Start of SUPPLIED RECORDS

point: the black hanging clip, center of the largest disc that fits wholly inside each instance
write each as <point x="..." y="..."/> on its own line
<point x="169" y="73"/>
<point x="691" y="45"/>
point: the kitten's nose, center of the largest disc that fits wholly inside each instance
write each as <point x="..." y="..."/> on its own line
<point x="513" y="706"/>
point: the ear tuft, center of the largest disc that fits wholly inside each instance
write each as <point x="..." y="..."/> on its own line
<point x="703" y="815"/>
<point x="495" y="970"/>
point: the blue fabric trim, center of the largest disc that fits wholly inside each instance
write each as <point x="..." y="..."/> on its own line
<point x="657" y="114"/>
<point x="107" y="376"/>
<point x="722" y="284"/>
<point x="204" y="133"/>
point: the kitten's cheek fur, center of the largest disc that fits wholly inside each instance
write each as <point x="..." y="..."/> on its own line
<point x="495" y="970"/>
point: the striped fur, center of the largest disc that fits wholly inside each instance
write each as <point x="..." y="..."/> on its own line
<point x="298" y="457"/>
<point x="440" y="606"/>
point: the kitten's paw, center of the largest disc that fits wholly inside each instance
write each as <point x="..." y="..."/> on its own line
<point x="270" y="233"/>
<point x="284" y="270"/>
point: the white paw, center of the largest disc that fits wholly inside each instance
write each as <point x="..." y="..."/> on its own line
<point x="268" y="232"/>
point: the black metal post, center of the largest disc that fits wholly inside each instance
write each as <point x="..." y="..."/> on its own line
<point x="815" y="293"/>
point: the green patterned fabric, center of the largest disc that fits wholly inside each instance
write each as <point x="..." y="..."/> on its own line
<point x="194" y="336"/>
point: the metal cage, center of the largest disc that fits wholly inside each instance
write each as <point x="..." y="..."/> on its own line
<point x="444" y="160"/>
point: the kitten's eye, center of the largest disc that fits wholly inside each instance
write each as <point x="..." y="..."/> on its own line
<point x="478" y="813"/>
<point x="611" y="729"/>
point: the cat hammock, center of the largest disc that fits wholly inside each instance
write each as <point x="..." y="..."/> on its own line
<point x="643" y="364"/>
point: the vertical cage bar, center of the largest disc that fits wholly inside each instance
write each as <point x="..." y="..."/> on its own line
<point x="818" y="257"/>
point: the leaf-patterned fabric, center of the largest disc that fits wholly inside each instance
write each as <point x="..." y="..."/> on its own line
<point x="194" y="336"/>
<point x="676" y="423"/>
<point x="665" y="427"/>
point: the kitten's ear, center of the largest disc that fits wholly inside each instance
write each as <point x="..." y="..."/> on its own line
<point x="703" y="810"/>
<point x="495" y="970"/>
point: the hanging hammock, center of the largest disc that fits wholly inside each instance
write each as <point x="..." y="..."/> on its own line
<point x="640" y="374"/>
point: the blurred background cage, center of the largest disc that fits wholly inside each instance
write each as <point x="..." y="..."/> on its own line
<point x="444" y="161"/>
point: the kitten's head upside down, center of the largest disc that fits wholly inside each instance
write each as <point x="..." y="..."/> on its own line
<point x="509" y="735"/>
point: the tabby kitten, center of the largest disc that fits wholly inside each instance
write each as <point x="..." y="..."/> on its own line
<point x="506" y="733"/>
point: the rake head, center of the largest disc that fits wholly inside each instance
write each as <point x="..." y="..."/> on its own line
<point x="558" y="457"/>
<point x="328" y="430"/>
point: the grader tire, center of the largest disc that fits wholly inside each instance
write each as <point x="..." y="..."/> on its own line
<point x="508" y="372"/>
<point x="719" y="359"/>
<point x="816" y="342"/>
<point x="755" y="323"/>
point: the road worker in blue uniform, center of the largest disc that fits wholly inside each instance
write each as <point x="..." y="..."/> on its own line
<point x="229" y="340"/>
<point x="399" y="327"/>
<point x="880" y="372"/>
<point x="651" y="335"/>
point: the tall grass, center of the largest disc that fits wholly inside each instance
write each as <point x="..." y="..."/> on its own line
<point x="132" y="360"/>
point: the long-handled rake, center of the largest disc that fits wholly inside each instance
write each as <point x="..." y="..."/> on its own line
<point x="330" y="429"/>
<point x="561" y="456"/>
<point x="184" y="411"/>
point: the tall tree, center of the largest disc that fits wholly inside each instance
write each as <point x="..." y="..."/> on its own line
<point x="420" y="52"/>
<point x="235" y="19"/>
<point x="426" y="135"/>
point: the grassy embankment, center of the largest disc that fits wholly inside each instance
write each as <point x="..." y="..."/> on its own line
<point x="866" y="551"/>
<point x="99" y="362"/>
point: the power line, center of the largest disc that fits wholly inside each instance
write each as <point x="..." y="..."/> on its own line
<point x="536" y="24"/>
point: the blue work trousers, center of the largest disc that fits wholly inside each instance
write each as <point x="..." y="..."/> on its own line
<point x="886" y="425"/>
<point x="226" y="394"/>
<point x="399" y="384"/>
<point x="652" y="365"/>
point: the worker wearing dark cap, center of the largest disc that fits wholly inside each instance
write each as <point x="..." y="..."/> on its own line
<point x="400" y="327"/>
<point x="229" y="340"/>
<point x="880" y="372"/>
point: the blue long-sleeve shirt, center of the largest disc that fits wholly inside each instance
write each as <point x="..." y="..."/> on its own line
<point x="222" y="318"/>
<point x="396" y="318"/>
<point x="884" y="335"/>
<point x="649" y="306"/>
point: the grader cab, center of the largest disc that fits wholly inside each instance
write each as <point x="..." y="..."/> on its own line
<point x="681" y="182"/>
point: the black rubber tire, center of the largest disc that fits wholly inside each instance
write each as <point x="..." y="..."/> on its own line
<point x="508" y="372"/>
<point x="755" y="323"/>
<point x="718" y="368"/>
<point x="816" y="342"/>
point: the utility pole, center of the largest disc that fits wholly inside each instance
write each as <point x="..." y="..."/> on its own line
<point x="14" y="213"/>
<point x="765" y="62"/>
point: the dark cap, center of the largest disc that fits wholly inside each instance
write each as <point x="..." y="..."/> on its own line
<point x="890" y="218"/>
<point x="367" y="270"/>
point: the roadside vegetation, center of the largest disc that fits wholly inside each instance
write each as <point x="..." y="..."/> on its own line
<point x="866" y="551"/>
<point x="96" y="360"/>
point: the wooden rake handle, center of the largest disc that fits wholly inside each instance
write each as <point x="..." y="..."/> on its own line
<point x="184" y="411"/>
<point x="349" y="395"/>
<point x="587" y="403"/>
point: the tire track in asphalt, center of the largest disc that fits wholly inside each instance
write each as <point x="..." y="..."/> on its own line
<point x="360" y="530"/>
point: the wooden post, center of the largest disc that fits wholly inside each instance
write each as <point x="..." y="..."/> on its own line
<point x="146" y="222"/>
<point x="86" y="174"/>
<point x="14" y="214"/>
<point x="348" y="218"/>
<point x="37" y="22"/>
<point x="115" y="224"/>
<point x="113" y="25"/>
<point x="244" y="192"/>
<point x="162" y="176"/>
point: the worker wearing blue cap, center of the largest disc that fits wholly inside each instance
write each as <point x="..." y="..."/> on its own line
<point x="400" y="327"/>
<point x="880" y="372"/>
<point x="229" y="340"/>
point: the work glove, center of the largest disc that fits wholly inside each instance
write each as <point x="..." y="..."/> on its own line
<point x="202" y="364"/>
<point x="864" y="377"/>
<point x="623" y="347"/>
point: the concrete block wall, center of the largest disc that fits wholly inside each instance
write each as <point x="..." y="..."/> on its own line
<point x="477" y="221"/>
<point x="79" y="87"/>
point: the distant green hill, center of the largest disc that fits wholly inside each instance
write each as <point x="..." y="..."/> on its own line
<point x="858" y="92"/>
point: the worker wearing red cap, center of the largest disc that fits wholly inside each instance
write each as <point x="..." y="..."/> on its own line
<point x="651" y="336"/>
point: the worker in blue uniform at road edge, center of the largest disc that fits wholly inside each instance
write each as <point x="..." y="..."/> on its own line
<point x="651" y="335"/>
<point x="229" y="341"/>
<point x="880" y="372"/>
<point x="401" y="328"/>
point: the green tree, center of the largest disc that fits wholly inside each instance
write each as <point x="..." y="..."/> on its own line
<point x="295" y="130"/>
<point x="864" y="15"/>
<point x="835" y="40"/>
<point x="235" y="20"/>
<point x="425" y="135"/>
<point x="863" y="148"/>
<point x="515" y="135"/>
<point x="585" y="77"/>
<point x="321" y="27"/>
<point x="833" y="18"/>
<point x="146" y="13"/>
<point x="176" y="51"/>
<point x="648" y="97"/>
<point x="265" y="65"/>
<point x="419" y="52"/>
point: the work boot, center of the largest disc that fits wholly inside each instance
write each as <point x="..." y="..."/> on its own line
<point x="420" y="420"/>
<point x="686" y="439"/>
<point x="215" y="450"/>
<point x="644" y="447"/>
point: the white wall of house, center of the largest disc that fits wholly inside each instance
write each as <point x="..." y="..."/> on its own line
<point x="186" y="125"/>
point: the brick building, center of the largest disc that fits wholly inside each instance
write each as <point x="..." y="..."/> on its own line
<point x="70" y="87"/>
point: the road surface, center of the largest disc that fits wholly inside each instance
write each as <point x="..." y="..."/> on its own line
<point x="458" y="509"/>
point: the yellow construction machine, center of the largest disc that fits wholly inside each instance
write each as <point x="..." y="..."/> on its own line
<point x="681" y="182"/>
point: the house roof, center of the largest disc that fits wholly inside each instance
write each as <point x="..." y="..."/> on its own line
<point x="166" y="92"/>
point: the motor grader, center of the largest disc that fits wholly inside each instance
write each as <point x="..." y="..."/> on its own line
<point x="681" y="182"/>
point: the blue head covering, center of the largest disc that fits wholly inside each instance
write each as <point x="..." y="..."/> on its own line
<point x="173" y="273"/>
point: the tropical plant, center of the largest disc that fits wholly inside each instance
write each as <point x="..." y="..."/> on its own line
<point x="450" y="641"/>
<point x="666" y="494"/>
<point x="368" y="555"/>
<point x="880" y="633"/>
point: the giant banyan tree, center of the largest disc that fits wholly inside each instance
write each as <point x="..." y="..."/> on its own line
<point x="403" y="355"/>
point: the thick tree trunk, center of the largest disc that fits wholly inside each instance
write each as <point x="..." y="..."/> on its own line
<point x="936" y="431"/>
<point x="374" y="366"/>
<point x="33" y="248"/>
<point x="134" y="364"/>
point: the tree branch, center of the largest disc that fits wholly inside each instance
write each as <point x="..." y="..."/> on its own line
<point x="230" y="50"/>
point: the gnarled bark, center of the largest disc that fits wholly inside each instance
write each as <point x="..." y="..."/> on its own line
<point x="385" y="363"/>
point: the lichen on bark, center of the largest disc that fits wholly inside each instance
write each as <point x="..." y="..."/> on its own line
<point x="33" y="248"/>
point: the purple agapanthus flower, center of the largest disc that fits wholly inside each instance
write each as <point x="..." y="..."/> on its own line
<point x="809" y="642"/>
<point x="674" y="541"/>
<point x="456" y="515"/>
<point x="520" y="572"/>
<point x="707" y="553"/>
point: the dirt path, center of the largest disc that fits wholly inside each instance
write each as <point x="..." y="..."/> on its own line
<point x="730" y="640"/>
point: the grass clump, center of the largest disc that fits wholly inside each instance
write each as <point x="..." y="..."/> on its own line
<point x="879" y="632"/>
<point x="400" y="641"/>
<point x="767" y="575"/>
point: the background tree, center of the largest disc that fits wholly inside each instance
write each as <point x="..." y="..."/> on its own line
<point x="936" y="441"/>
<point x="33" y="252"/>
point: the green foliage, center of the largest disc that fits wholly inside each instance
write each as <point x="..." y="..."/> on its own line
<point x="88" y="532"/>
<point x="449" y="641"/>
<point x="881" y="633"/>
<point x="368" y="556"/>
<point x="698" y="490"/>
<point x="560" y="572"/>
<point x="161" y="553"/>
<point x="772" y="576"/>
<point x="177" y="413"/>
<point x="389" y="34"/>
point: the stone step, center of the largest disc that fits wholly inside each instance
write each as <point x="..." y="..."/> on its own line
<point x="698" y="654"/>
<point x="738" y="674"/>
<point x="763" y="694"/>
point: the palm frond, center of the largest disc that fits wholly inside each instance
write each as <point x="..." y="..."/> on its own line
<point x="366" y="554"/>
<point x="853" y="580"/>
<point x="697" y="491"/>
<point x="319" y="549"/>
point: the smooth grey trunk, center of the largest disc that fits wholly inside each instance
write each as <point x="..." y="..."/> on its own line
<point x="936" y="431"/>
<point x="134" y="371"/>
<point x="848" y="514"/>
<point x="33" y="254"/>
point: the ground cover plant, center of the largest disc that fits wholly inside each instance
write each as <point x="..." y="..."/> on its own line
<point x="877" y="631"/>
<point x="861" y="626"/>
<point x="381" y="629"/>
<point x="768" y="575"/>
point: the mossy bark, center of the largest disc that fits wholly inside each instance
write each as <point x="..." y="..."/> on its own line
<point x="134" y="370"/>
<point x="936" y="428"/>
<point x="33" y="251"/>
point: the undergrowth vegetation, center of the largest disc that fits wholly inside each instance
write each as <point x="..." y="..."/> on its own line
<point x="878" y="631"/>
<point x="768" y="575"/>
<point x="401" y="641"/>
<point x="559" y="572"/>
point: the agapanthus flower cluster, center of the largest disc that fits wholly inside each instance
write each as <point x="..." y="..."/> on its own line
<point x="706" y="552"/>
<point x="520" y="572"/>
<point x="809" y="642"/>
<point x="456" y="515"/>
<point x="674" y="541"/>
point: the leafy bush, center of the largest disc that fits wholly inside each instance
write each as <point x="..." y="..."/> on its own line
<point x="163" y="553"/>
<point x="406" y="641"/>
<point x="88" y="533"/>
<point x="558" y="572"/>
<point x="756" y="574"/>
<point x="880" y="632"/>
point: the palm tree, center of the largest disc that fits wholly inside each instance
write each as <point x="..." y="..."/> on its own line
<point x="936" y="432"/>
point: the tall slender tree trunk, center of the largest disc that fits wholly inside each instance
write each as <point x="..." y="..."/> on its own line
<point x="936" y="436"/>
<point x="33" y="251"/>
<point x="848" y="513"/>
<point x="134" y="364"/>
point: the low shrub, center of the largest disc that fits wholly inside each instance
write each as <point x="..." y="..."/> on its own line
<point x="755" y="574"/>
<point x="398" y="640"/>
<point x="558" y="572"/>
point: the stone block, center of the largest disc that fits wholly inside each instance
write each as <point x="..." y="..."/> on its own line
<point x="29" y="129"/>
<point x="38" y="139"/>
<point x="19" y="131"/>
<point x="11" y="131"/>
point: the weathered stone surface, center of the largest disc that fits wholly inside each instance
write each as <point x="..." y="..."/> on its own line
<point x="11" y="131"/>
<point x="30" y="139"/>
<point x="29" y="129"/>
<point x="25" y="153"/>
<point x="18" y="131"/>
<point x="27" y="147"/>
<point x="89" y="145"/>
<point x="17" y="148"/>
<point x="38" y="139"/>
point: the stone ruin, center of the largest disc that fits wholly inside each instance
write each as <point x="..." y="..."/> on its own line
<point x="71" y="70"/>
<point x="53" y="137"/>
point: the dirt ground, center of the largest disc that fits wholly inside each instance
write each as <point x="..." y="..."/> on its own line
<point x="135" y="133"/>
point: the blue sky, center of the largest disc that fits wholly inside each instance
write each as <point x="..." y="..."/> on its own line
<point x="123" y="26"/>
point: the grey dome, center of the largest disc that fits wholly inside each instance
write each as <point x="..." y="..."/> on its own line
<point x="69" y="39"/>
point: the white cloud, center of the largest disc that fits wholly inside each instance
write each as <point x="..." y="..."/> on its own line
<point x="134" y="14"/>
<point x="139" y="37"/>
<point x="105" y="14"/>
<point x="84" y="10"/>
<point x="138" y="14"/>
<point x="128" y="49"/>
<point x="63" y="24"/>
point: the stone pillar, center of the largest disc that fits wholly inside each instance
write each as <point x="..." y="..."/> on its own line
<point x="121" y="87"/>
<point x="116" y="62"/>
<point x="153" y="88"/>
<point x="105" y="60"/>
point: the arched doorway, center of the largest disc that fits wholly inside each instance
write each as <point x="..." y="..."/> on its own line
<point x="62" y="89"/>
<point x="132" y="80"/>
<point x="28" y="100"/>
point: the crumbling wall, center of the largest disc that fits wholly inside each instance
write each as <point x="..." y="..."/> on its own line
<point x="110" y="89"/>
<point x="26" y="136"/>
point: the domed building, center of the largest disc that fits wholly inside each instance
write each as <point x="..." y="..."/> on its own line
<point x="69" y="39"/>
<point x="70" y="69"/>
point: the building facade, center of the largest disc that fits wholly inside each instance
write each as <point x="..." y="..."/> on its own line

End of SUPPLIED RECORDS

WHAT YOU WILL DO
Above are the records; from them, give again exactly the lines from the one containing "point: the stone step, center" through the one containing "point: the palm frond, center", both included.

OUTPUT OF THE TASK
point: the stone step, center of the largest disc that fits wholly inside each instance
write each as <point x="..." y="..."/> on its own line
<point x="698" y="654"/>
<point x="738" y="674"/>
<point x="763" y="694"/>
point: the palm frond, center of the largest disc that fits wholly inside each instance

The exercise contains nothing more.